## Requirements:
Nothing but the line with "Where can the bald" and the lines after it, through the end of the records below, is to be repeated, exactly as it is.

════════════════

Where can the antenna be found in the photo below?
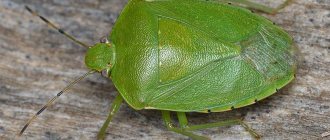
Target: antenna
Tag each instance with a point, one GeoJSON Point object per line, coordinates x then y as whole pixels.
{"type": "Point", "coordinates": [55, 27]}
{"type": "Point", "coordinates": [53, 99]}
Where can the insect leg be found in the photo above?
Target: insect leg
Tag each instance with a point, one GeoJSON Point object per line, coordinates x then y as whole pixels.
{"type": "Point", "coordinates": [113, 110]}
{"type": "Point", "coordinates": [259, 7]}
{"type": "Point", "coordinates": [224, 123]}
{"type": "Point", "coordinates": [167, 120]}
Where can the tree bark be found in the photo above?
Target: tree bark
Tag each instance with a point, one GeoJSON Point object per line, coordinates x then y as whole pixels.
{"type": "Point", "coordinates": [36, 62]}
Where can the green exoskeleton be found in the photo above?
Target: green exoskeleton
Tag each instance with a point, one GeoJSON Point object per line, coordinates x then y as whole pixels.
{"type": "Point", "coordinates": [190, 56]}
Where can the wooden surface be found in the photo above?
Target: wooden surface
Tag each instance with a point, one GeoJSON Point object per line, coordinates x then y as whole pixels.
{"type": "Point", "coordinates": [36, 62]}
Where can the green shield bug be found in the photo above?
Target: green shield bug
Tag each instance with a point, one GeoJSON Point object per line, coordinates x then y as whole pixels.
{"type": "Point", "coordinates": [190, 56]}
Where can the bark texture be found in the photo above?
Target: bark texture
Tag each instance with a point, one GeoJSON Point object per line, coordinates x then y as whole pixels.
{"type": "Point", "coordinates": [36, 62]}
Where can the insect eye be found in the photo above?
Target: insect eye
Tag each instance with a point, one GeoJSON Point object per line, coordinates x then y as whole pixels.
{"type": "Point", "coordinates": [104, 73]}
{"type": "Point", "coordinates": [104, 40]}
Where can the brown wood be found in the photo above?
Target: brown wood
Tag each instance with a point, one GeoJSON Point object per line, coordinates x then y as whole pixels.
{"type": "Point", "coordinates": [36, 62]}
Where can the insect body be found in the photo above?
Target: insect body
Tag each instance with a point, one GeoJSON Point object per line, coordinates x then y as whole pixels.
{"type": "Point", "coordinates": [192, 56]}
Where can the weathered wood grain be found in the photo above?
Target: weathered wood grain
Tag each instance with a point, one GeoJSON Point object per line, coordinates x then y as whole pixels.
{"type": "Point", "coordinates": [36, 62]}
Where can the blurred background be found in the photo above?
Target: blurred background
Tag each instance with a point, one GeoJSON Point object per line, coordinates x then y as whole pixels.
{"type": "Point", "coordinates": [36, 62]}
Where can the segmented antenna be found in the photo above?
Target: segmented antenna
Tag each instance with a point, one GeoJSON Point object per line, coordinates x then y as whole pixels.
{"type": "Point", "coordinates": [53, 99]}
{"type": "Point", "coordinates": [55, 27]}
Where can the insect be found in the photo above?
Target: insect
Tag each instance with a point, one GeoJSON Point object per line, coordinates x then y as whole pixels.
{"type": "Point", "coordinates": [189, 56]}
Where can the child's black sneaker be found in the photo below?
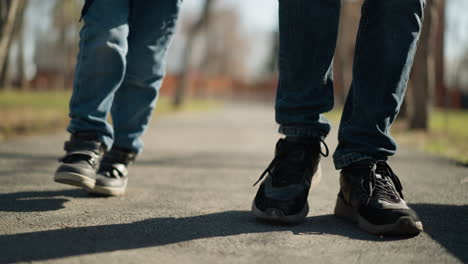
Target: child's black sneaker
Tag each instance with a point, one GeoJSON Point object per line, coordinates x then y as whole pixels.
{"type": "Point", "coordinates": [371, 196]}
{"type": "Point", "coordinates": [112, 176]}
{"type": "Point", "coordinates": [79, 165]}
{"type": "Point", "coordinates": [282, 196]}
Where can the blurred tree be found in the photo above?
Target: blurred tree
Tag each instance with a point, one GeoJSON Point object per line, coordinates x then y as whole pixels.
{"type": "Point", "coordinates": [424, 71]}
{"type": "Point", "coordinates": [11, 18]}
{"type": "Point", "coordinates": [192, 33]}
{"type": "Point", "coordinates": [65, 20]}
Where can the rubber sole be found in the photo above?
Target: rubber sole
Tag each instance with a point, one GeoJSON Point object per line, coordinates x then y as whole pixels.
{"type": "Point", "coordinates": [275, 215]}
{"type": "Point", "coordinates": [74, 179]}
{"type": "Point", "coordinates": [404, 226]}
{"type": "Point", "coordinates": [109, 191]}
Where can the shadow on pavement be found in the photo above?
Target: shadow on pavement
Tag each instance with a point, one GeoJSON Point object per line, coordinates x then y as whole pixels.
{"type": "Point", "coordinates": [38, 201]}
{"type": "Point", "coordinates": [448, 225]}
{"type": "Point", "coordinates": [209, 160]}
{"type": "Point", "coordinates": [52, 244]}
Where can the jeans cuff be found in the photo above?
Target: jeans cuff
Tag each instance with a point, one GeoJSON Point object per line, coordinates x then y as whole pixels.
{"type": "Point", "coordinates": [346, 159]}
{"type": "Point", "coordinates": [301, 131]}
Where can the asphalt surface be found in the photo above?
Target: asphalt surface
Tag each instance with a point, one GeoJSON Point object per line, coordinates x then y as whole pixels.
{"type": "Point", "coordinates": [189, 198]}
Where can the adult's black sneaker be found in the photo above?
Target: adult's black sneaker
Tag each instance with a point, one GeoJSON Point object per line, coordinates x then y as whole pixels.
{"type": "Point", "coordinates": [371, 195]}
{"type": "Point", "coordinates": [282, 196]}
{"type": "Point", "coordinates": [79, 165]}
{"type": "Point", "coordinates": [112, 176]}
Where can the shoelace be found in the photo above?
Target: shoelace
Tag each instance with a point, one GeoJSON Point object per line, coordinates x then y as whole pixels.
{"type": "Point", "coordinates": [280, 155]}
{"type": "Point", "coordinates": [382, 186]}
{"type": "Point", "coordinates": [110, 170]}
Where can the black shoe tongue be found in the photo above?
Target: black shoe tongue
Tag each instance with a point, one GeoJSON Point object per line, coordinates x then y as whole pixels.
{"type": "Point", "coordinates": [367, 163]}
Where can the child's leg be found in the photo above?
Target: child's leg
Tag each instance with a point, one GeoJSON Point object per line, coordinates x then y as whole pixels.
{"type": "Point", "coordinates": [101, 67]}
{"type": "Point", "coordinates": [152, 24]}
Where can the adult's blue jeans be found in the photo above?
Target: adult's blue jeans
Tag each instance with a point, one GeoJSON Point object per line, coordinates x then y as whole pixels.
{"type": "Point", "coordinates": [385, 47]}
{"type": "Point", "coordinates": [120, 68]}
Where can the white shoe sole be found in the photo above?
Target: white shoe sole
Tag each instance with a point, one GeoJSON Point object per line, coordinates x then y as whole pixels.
{"type": "Point", "coordinates": [276, 215]}
{"type": "Point", "coordinates": [74, 179]}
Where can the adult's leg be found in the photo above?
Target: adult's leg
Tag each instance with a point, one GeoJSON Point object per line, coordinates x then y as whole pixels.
{"type": "Point", "coordinates": [101, 67]}
{"type": "Point", "coordinates": [385, 47]}
{"type": "Point", "coordinates": [152, 25]}
{"type": "Point", "coordinates": [308, 33]}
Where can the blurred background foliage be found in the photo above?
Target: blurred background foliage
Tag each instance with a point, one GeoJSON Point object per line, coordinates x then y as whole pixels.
{"type": "Point", "coordinates": [227, 50]}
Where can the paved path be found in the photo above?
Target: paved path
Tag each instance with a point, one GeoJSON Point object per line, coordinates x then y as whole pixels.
{"type": "Point", "coordinates": [189, 197]}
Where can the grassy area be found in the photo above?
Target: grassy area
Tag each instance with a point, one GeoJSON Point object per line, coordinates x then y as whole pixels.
{"type": "Point", "coordinates": [25, 113]}
{"type": "Point", "coordinates": [447, 136]}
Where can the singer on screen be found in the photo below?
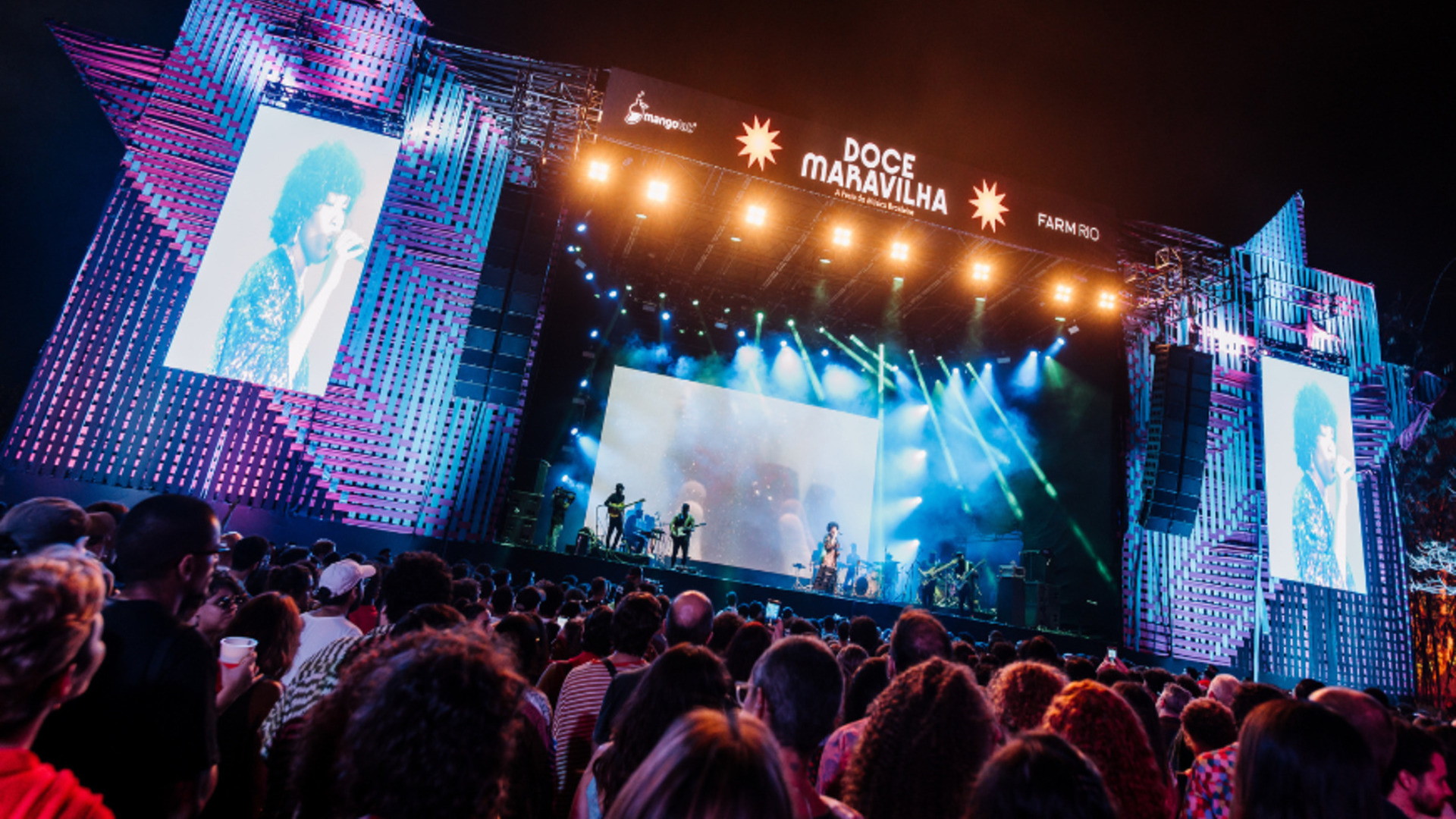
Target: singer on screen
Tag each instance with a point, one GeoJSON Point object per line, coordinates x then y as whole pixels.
{"type": "Point", "coordinates": [271, 319]}
{"type": "Point", "coordinates": [1323, 494]}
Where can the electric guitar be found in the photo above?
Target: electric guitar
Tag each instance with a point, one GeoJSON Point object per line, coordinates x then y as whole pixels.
{"type": "Point", "coordinates": [679, 531]}
{"type": "Point", "coordinates": [617, 509]}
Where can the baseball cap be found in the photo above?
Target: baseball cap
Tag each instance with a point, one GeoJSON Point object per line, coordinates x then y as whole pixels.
{"type": "Point", "coordinates": [341, 577]}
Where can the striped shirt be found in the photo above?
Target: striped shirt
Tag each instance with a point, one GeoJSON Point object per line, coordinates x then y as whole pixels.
{"type": "Point", "coordinates": [316, 679]}
{"type": "Point", "coordinates": [576, 717]}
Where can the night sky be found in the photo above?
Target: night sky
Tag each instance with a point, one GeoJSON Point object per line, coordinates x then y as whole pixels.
{"type": "Point", "coordinates": [1201, 120]}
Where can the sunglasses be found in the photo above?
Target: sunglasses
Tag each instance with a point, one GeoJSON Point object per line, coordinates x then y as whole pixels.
{"type": "Point", "coordinates": [231, 601]}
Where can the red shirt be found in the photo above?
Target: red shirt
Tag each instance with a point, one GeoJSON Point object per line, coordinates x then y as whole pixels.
{"type": "Point", "coordinates": [31, 790]}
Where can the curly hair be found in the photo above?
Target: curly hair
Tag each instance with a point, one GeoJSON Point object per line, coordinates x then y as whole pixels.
{"type": "Point", "coordinates": [1101, 725]}
{"type": "Point", "coordinates": [685, 678]}
{"type": "Point", "coordinates": [413, 580]}
{"type": "Point", "coordinates": [49, 608]}
{"type": "Point", "coordinates": [1312, 411]}
{"type": "Point", "coordinates": [928, 736]}
{"type": "Point", "coordinates": [1021, 692]}
{"type": "Point", "coordinates": [324, 169]}
{"type": "Point", "coordinates": [710, 765]}
{"type": "Point", "coordinates": [271, 620]}
{"type": "Point", "coordinates": [419, 726]}
{"type": "Point", "coordinates": [1209, 725]}
{"type": "Point", "coordinates": [1040, 774]}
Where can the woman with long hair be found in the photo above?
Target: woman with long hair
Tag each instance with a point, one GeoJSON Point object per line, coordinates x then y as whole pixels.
{"type": "Point", "coordinates": [1304, 761]}
{"type": "Point", "coordinates": [685, 678]}
{"type": "Point", "coordinates": [710, 765]}
{"type": "Point", "coordinates": [928, 736]}
{"type": "Point", "coordinates": [1103, 726]}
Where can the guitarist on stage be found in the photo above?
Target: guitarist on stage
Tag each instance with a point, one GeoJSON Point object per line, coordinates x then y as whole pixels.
{"type": "Point", "coordinates": [682, 531]}
{"type": "Point", "coordinates": [617, 506]}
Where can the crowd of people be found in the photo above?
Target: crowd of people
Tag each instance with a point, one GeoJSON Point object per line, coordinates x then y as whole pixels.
{"type": "Point", "coordinates": [153, 667]}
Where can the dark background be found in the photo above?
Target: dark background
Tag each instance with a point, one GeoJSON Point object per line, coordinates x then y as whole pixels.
{"type": "Point", "coordinates": [1206, 120]}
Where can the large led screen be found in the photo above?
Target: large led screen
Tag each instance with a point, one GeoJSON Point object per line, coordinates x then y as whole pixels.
{"type": "Point", "coordinates": [766, 475]}
{"type": "Point", "coordinates": [1313, 507]}
{"type": "Point", "coordinates": [277, 281]}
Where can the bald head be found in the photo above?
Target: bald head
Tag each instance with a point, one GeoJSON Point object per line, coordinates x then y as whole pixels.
{"type": "Point", "coordinates": [1367, 717]}
{"type": "Point", "coordinates": [689, 620]}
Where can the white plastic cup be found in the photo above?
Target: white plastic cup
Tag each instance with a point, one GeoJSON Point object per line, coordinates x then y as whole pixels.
{"type": "Point", "coordinates": [235, 649]}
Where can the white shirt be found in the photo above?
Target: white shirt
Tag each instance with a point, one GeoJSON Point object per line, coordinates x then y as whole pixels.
{"type": "Point", "coordinates": [318, 632]}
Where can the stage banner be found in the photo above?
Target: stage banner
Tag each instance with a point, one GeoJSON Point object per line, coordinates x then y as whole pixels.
{"type": "Point", "coordinates": [856, 168]}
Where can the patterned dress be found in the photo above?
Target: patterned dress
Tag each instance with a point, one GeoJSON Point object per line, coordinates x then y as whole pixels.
{"type": "Point", "coordinates": [1315, 538]}
{"type": "Point", "coordinates": [253, 344]}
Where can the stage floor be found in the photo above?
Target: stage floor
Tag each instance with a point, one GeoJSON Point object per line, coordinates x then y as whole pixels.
{"type": "Point", "coordinates": [717, 582]}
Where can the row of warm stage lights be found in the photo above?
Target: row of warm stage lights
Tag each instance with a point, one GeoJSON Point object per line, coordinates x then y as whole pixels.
{"type": "Point", "coordinates": [756, 216]}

════════════════

## Response:
Where can the bald head be found in the photo above?
Target: bald head
Tag each instance with a point, one GeoJSON Point object per line, coordinates x then y as whole pixels.
{"type": "Point", "coordinates": [1367, 717]}
{"type": "Point", "coordinates": [689, 620]}
Where can the white plastic cup be found in the photo above?
Target: white plastic cup
Tag each instance with a point, one GeoJSON Point object per line, coordinates x then y as whole pixels.
{"type": "Point", "coordinates": [235, 649]}
Where can the white shirt be found in the photo above?
Target: white shirt
Tag each instance with a point, one GeoJSON Point object per line, coordinates x then y as whole pixels.
{"type": "Point", "coordinates": [318, 632]}
Where can the stage banner be found in the photo above?
Target: stage banner
Tag each instance with a point, one GeoJSON Point object per line, coordinates x then y as whole pixels.
{"type": "Point", "coordinates": [856, 168]}
Where can the patterned dress be found in the photo above?
Target: patterned dress
Tag each instance with a point, one GeoJSON Point object per line, coordinates x then y as whole pixels.
{"type": "Point", "coordinates": [1315, 538]}
{"type": "Point", "coordinates": [253, 344]}
Where can the stage floor be found in the photo above?
Target: stage floor
Tag each instance with a point, one GeoJSON Point object per line, coordinates x then y as whole pixels.
{"type": "Point", "coordinates": [717, 582]}
Where can the row of warm stage lights be found in the photo above?
Target: row of warm stage lights
Tag each instance with a point, one GeoJSON Point object per line, coordinates x then y as whole pixels.
{"type": "Point", "coordinates": [756, 216]}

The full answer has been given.